▶ [THE DATA]:
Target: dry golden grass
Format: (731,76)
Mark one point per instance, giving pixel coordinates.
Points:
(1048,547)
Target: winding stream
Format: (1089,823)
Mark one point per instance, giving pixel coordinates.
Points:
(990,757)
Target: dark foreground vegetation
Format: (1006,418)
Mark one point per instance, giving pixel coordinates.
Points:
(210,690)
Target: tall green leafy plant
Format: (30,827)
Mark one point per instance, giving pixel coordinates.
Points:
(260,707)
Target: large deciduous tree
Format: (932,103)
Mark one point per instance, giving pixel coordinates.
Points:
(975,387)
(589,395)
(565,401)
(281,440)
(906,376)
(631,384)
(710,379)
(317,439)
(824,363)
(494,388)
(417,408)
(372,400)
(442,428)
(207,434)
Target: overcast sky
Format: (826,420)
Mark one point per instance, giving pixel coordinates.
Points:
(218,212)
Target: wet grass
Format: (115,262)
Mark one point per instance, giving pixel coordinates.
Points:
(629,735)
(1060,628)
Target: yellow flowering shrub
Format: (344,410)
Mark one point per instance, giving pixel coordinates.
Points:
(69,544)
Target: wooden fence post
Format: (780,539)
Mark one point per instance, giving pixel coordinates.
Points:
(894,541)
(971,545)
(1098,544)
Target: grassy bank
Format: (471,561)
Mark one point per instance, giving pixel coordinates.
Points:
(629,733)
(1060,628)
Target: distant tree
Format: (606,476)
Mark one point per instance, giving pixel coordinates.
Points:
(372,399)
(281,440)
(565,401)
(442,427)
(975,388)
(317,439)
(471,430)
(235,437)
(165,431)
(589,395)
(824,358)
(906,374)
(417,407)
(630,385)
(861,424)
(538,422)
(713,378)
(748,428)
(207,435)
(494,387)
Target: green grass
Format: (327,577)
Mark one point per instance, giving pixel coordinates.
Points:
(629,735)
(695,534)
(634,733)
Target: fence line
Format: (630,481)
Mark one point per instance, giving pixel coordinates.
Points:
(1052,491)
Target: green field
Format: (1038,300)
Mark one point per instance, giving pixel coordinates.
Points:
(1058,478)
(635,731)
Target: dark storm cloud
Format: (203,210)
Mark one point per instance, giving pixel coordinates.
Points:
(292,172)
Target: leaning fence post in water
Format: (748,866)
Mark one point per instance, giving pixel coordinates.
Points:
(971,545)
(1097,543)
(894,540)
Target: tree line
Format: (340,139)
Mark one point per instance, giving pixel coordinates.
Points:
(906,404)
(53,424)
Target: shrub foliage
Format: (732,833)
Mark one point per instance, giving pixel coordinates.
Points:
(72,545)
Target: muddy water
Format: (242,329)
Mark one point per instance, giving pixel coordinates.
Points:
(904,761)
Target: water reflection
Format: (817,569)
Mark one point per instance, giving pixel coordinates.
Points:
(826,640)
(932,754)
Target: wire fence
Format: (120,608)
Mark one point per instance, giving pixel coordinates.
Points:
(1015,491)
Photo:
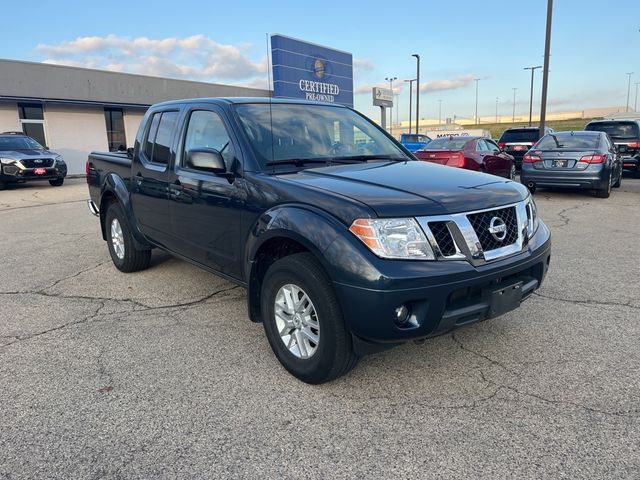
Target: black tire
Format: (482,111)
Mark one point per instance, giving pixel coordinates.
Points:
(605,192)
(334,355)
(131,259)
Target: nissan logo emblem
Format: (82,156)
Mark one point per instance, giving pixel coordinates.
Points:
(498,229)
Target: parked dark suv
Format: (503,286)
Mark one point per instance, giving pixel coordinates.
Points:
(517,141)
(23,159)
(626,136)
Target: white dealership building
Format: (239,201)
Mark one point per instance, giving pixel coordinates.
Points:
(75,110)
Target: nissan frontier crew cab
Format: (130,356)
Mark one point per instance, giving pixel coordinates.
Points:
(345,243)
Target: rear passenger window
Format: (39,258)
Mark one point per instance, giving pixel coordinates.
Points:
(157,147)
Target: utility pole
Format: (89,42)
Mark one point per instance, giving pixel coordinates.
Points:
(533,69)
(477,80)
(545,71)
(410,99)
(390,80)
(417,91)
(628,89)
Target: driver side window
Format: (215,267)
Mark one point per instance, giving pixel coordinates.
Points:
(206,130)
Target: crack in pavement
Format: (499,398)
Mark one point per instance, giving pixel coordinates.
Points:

--

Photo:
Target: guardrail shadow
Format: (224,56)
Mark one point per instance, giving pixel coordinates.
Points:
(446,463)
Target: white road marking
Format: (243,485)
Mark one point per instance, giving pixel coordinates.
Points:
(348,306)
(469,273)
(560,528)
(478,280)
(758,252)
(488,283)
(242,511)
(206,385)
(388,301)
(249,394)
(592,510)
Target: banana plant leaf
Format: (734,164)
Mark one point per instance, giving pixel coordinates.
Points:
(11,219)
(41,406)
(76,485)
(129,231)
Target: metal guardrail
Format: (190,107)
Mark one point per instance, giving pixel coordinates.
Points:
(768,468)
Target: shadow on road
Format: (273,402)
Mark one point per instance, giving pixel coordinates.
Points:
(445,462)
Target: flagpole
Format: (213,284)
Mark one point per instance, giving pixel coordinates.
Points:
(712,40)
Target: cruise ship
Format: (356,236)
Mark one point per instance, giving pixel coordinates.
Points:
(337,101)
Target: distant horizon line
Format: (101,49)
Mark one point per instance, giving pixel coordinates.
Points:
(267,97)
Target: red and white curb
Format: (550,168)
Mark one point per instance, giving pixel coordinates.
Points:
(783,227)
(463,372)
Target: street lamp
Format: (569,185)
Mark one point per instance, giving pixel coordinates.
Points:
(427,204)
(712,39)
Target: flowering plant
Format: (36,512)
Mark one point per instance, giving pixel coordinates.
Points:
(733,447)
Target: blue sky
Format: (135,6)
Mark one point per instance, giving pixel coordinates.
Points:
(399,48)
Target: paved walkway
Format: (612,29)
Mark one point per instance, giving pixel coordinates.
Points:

▶ [EXERCISE GOAL]: From the entries above, write out only the lines starting at the line that holds "Target: dry golden grass" and ending at the line that holds "Format: (1006,418)", keeping both and matching them exactly.

▶ [SOLUTION TO THIS EXERCISE]:
Target: dry golden grass
Format: (731,76)
Mark one point per instance, giving pixel coordinates.
Points:
(1048,547)
Target: winding stream
Format: (1089,823)
Mark one point per instance, giving pixel coordinates.
Points:
(990,757)
Target: dark foreground vegetation
Format: (1006,418)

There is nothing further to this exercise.